==== Input ====

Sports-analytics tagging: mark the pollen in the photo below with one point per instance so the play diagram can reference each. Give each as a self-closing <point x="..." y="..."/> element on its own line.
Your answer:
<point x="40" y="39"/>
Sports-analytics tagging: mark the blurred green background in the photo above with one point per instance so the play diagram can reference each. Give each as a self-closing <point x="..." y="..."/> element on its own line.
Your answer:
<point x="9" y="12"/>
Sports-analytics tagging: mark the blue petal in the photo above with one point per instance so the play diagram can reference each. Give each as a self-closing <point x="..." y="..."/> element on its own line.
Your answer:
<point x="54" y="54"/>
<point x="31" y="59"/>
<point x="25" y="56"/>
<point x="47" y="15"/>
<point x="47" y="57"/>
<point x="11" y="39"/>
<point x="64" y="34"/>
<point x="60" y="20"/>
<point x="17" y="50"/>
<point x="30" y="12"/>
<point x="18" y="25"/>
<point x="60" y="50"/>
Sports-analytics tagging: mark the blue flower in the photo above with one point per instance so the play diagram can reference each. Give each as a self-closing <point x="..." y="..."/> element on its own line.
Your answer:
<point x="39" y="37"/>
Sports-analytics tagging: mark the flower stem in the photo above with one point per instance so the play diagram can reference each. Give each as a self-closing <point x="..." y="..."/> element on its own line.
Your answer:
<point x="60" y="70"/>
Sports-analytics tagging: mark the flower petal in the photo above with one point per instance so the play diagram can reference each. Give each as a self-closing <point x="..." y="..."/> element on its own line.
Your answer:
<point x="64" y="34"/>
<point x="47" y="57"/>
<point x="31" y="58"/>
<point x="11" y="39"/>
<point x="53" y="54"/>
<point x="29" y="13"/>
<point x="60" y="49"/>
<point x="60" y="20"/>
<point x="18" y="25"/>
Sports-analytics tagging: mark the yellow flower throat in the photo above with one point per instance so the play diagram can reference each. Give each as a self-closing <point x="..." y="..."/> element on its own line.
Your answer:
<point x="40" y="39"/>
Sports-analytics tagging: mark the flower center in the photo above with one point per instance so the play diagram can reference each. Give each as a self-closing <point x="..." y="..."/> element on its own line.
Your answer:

====

The full listing above should be transcribed exactly.

Sports-analytics tagging: mark the pollen in the photo below with one point per instance so the play diagram can reference each. Give each as a self-closing <point x="..." y="..."/> element on its own line.
Your answer:
<point x="40" y="39"/>
Sports-analytics tagging: mark the blurred green background in the photo above with one point per instance so the play diagram can reference each. Give each as a self-closing <point x="..." y="..."/> element on its own line.
Your answer:
<point x="9" y="12"/>
Sports-analytics tagging: mark the blue petal in the photo above with one point per instance so the play diagram can reference each. Give each as a self-closing <point x="..." y="..."/> element on its own line.
Your answer:
<point x="54" y="54"/>
<point x="31" y="59"/>
<point x="25" y="56"/>
<point x="47" y="15"/>
<point x="47" y="57"/>
<point x="11" y="39"/>
<point x="64" y="34"/>
<point x="60" y="20"/>
<point x="17" y="50"/>
<point x="30" y="12"/>
<point x="18" y="25"/>
<point x="60" y="50"/>
Sports-analytics tagging: mark the blue flower in the photo above with one point per instance so the play diagram can reference each. Give each as a self-closing <point x="..." y="..."/> element on its own line.
Your answer:
<point x="39" y="37"/>
Sports-analytics tagging: mark the flower stem in the photo above with one point per instance so the play diagram can reference each. Give each as a self-closing <point x="..." y="..."/> element on its own line.
Your answer:
<point x="60" y="70"/>
Sports-analytics tagging: mark the flower petal in the photo above with one point per instance so the play diagram can reference each. Give each as a self-closing <point x="..." y="..."/> element on its own line.
Your answer:
<point x="64" y="34"/>
<point x="47" y="57"/>
<point x="31" y="58"/>
<point x="11" y="39"/>
<point x="53" y="54"/>
<point x="29" y="13"/>
<point x="60" y="49"/>
<point x="60" y="20"/>
<point x="18" y="25"/>
Sports-analytics tagging: mark the yellow flower throat in the photo above with one point per instance so the play diagram can reference each. Give each as a self-closing <point x="..." y="..."/> element on its own line.
Your answer:
<point x="40" y="39"/>
Sports-analytics tagging: mark the flower center in the photo above with one point per instance so the play diagram can reference each. Give each as a self-closing <point x="..." y="..."/> element on its own line.
Your answer:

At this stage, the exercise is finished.